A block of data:
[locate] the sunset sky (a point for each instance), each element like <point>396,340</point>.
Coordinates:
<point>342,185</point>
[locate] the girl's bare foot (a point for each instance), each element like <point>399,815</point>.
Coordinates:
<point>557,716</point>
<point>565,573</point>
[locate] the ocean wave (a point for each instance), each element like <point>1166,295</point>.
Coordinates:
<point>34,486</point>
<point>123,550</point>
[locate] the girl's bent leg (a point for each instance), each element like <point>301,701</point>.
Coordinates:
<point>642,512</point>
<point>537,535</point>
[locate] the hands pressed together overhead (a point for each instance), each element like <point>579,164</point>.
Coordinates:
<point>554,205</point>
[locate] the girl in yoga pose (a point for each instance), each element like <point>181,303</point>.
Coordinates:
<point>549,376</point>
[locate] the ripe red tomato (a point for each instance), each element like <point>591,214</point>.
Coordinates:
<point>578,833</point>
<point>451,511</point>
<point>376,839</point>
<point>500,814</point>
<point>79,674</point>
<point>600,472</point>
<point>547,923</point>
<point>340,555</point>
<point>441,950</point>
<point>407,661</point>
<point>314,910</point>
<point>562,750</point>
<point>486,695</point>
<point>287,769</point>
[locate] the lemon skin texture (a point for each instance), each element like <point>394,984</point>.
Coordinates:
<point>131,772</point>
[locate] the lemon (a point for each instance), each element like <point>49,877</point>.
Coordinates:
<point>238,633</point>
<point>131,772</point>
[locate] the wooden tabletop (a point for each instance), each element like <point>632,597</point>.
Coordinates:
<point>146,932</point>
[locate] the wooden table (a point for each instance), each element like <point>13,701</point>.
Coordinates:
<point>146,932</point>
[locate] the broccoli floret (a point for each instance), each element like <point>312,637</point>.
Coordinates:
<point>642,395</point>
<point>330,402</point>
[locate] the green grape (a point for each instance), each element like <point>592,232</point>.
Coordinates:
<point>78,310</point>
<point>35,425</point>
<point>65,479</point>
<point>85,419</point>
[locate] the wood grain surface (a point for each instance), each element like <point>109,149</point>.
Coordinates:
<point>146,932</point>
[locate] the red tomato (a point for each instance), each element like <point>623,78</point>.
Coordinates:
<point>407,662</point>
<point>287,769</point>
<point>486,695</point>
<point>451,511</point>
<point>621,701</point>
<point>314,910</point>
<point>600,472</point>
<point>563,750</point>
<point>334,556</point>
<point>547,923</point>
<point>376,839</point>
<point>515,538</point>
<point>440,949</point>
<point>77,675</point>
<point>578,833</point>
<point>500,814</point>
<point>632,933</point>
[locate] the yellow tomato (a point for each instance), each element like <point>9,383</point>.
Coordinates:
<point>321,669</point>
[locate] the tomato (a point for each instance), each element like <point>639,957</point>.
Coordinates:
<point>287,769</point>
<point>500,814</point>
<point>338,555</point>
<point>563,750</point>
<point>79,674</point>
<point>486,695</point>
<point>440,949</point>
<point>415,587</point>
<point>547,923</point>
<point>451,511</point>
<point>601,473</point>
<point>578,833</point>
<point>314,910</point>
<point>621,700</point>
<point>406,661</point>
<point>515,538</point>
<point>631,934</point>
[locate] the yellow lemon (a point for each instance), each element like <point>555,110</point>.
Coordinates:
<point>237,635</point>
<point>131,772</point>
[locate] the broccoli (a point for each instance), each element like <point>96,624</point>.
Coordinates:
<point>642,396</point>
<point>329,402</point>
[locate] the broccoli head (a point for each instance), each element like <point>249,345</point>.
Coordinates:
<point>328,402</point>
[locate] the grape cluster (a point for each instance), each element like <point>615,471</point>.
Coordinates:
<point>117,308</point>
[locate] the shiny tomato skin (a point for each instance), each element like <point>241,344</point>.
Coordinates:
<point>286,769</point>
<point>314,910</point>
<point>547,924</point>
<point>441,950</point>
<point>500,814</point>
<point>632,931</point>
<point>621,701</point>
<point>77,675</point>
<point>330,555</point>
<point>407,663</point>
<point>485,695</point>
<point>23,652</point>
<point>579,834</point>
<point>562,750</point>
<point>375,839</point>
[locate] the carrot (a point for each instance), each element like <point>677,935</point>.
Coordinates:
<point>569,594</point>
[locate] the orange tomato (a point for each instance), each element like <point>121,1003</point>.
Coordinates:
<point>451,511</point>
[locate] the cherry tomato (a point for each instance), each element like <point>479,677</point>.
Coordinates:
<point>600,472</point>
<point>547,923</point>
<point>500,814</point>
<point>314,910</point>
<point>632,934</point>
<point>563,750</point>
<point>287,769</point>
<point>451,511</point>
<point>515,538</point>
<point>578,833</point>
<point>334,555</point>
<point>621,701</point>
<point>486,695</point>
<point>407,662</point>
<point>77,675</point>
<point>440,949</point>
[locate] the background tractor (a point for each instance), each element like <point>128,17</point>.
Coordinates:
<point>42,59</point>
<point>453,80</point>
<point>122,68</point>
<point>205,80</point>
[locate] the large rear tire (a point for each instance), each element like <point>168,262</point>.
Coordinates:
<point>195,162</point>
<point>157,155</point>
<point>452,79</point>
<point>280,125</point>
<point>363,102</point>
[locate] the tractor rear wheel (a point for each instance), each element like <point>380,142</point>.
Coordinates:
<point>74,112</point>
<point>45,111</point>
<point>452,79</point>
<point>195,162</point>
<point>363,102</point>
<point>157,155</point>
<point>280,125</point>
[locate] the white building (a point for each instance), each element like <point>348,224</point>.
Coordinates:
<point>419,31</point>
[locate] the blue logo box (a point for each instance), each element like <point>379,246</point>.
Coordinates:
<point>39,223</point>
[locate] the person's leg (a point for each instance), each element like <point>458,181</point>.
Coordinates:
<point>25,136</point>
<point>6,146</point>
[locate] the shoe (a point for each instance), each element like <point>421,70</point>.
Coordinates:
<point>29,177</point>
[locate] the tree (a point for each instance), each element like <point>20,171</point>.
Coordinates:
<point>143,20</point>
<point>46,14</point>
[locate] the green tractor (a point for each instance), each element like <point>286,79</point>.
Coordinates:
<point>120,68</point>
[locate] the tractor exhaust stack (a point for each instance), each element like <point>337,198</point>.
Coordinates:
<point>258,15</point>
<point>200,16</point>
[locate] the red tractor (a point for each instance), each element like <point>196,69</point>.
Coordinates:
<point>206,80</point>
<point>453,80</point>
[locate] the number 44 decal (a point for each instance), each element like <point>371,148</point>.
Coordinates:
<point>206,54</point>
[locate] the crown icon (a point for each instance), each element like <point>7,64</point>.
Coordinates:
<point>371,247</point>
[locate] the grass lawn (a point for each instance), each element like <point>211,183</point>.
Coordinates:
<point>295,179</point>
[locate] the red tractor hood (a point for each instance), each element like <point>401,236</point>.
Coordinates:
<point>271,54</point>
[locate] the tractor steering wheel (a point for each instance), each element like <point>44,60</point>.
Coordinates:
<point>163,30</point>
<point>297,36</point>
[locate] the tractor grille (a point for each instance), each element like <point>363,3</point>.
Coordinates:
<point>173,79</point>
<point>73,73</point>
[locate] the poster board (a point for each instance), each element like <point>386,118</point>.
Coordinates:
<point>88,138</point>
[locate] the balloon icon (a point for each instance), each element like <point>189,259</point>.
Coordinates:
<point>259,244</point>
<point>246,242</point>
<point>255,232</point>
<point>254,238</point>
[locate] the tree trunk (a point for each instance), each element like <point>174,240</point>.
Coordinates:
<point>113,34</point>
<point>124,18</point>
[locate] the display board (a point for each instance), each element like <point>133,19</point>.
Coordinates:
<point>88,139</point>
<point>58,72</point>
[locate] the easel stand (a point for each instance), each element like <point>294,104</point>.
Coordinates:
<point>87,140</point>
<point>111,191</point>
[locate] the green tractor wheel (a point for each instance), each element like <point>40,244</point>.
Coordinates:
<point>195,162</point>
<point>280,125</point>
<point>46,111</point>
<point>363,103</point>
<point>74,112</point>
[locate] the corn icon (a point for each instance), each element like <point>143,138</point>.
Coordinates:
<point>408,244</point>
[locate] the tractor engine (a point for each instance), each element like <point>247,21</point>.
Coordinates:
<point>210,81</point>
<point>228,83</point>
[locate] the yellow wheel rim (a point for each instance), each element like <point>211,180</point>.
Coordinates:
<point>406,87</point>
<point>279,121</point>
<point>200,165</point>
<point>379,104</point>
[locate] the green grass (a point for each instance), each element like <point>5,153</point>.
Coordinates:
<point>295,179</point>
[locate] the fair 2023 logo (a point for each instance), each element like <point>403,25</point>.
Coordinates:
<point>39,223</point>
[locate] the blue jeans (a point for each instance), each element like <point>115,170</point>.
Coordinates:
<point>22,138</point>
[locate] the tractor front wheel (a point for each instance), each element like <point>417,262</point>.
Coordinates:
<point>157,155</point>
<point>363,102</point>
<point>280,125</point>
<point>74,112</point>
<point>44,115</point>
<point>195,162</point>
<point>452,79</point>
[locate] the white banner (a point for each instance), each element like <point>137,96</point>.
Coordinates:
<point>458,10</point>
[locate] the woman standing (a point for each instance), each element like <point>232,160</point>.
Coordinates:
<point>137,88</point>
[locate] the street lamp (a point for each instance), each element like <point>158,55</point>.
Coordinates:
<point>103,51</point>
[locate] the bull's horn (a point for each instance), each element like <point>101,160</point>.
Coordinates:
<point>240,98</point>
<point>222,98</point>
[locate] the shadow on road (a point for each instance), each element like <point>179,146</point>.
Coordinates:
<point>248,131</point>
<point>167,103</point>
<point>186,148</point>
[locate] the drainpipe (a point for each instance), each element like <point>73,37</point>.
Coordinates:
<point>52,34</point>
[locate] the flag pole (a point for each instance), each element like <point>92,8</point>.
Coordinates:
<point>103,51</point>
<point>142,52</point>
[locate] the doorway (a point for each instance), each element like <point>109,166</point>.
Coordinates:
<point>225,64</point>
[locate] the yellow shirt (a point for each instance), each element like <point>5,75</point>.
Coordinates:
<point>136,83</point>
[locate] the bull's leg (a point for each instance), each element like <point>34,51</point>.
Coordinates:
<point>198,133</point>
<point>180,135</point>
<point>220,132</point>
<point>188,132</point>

* **EXERCISE AIM**:
Copy the entries starting at the line that contains "[locate] the shadow" and ending at the last entry, with every "drainpipe" renamed to "downspout" and everything else left the same.

* **RESULT BELOW**:
[locate] the shadow on road (a point for each instance), each element like <point>179,146</point>.
Coordinates:
<point>248,131</point>
<point>167,103</point>
<point>186,148</point>
[locate] the downspout (a point for each instance), each element like <point>73,37</point>.
Coordinates:
<point>52,34</point>
[locate] the flag pole (a point for each instance), each element like <point>92,8</point>.
Coordinates:
<point>103,51</point>
<point>142,52</point>
[locate] the doorway (a point for each instance), each element like <point>109,166</point>.
Coordinates:
<point>225,64</point>
[locate] the yellow shirt (a point for each instance), each element like <point>5,75</point>.
Coordinates:
<point>136,83</point>
[locate] the bull's leg (a point for each instance), each element like <point>34,51</point>.
Coordinates:
<point>198,133</point>
<point>180,135</point>
<point>220,132</point>
<point>188,132</point>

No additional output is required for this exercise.